▸ PROBLEMS TO WORK ON:
(1) Summarize the article on hand washing below in two sentences.
(2) According to the article on hand washing below, for how long should sponges be boiled to disinfect them?
(3) Extend the article on hand washing below, beginning after its last sentence.

··· PASSAGE SHOWN

Don’t Give Germs a Turn

BY Racheli Hibben TIMEDecember 18, 2013 PRINT

It’s that time of year again—the sickness bugs are out and about and it’s up to us to protect ourselves, and those around us, from their unwanted presence. Luckily, simple soap and water can stop them dead in their tracks, and developing healthy cleaning habits in your family can go a long way toward keeping everyone healthy. So post these handy reminders on your fridge or bathroom mirror to help to keep you and your family healthy this winter.

Hand Washing

Washing your hands is the most effective way to prevent the spread of many types of infections and illnesses. More germs are passed around through shaking hands and touching, than kissing, so it is important to thoroughly wash your hands. 

There are numerous times throughout the day when your hands should be washed, so use common sense as to when you the key times are for you and your family. 


It goes without saying that you should wash your hands after using the restroom and also after helping young children or changing infants’ diapers.

Trash and Bodily Fluids

You should also wash your hands after touching garbage or blowing your nose, coughing, or sneezing.


Always wash your hands before preparing food and feeding yourself or others. Wash dishtowels frequently and disinfect sponges by boiling them for five minutes.

Illness and Minor Injuries

Thoroughly wash your hands before and after caring for a sick person or treating a cut or wound. 

How to Wash Your Hands

It is recommended that you wash your hands with soap for at least 20 seconds. You can have your children hum “Happy Birthday” twice to keep them washing long enough, or write your own hand-washing ditty. Be mindful that the hot water can get significantly hotter as you wash so be careful not to get burned. 

Finger Nails

When washing your hands, also pay particular attention to your fingertips and nails. Long and false nails harbor more germs than short, natural ones, so scrub carefully if you have them.


Be sure to dry your hands properly after washing, as germs spread more easily on damp or wet hands. While hand blow dryers don’t always get your hands completely dry, paper towels can, and can also be used to turn off the faucet and open to the door handle when leaving a public restroom. If paper towels are not available, see if you can nudge the door open with your foot. If you carry tissues with you, you can also use one to open the door.

······
··· EXTRACTED MATERIAL

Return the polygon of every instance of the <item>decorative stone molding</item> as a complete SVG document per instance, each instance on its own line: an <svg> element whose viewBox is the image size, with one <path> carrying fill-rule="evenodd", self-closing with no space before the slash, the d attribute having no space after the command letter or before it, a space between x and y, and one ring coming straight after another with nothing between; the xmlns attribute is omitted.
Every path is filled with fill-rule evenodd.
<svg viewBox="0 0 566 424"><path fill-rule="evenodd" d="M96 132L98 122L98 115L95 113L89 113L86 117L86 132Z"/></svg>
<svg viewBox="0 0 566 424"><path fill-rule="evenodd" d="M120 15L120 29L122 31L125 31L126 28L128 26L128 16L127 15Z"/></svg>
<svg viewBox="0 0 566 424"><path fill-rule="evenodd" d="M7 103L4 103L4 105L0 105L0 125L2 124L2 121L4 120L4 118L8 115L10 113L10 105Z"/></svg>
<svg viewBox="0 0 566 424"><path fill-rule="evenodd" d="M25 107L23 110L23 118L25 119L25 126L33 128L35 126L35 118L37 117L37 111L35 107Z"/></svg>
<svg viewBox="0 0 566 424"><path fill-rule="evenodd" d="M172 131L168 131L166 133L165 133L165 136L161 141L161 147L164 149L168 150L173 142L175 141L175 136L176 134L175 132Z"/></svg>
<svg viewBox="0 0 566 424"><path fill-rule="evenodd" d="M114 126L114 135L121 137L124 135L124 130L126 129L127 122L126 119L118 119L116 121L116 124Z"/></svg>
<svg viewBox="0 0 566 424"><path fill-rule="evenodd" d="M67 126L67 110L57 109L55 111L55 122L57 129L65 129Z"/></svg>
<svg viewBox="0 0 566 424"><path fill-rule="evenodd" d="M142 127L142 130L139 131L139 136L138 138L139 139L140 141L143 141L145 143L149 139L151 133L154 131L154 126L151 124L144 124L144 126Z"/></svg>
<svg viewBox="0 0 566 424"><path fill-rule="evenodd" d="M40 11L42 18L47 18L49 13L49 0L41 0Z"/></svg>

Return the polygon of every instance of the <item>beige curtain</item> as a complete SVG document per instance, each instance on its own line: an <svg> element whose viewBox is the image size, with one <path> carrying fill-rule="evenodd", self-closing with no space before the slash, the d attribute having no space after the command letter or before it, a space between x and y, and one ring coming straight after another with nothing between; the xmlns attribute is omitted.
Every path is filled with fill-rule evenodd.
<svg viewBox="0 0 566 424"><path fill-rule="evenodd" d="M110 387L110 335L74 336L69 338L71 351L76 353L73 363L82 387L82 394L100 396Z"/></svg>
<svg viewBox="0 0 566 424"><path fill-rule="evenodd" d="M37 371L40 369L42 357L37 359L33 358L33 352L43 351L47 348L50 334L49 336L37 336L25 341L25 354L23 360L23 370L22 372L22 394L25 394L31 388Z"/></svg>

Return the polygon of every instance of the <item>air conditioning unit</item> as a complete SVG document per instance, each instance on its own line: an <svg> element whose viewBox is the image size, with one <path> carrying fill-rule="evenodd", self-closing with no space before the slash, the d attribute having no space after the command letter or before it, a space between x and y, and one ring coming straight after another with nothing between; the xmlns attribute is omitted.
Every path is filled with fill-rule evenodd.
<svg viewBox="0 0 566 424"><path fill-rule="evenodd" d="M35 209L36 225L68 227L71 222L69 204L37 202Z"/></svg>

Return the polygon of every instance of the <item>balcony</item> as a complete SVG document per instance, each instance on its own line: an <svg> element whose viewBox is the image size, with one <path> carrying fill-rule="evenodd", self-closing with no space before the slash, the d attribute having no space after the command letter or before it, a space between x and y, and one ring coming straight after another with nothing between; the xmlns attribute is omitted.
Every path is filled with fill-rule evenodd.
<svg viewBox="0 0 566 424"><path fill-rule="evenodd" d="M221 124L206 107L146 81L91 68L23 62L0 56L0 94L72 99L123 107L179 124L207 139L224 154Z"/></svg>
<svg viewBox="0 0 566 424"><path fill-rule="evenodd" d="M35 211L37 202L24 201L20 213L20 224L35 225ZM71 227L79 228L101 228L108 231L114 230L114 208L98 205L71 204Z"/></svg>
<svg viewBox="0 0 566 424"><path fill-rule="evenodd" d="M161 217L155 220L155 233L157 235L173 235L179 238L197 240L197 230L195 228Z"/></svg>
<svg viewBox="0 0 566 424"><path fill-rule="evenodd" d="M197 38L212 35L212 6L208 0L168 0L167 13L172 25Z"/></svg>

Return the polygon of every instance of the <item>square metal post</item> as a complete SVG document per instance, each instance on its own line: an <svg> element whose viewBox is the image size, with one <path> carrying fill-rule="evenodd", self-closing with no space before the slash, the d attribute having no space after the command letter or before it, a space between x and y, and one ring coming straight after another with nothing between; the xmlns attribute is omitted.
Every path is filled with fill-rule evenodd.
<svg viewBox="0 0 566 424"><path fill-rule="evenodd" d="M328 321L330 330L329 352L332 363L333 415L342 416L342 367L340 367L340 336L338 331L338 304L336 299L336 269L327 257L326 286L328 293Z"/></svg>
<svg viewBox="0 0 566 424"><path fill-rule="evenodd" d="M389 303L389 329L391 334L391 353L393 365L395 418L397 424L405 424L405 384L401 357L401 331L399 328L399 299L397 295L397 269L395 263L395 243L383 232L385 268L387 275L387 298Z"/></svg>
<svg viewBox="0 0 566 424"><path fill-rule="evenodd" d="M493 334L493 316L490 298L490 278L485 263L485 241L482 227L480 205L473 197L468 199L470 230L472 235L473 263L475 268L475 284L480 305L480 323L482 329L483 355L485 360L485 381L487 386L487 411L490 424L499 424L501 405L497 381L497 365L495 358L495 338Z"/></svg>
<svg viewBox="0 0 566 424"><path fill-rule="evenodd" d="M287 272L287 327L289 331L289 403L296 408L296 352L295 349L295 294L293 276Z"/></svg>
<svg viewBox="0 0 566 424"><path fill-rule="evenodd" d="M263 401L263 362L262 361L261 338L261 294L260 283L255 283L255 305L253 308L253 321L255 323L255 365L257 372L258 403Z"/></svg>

······

▸ ANSWERS BY ITEM:
(1) Washing hands with soap and water is the most effective way to prevent the spread of many infections and illnesses, and it should be done after using the restroom, touching garbage, or blowing one's nose, and before preparing food or eating. Hands should be washed with soap for at least 20 seconds, with particular attention to fingertips and nails, and then dried properly, since germs spread more easily on damp or wet hands.

(2) Five minutes.

(3)
Cleaning Electronic Devices 

When was the last time you cleaned your cellphone? With close proximity to your mouth and nose, cellphones are a great hangout for grimy germs. 

Computer keyboards and many other devices, such as tablets, are also full of germs, with some studies having found that mobile phones have more germs than toilet seats. It’s not surprising when we think about how many times we touch our electronics each day. So make an effort to regularly clean these items to stop the spread of germs in your household. And don’t forget the TV remote too.

While you could spend your whole day scrubbing away, try to be mindful of the things you touch most often and what items come into close proximity to your face and start with them. 

Antibacterial Soaps

In recent years, questions have arisen about the benefits of antibacterial soaps. Numerous studies have shown that they are no more effective than regular soap at reducing hand bacteria and preventing infectious illness in household settings. Additionally, the antibacterial soaps kill both bad and good bacteria, which can further compromise our immune systems.

Several studies have also found that bacteria had adapted to resist triclosan, the active ingredient in many antibacterial soaps. 

The FDA currently has triclosan under review after it was found to alter hormone regulation in animals.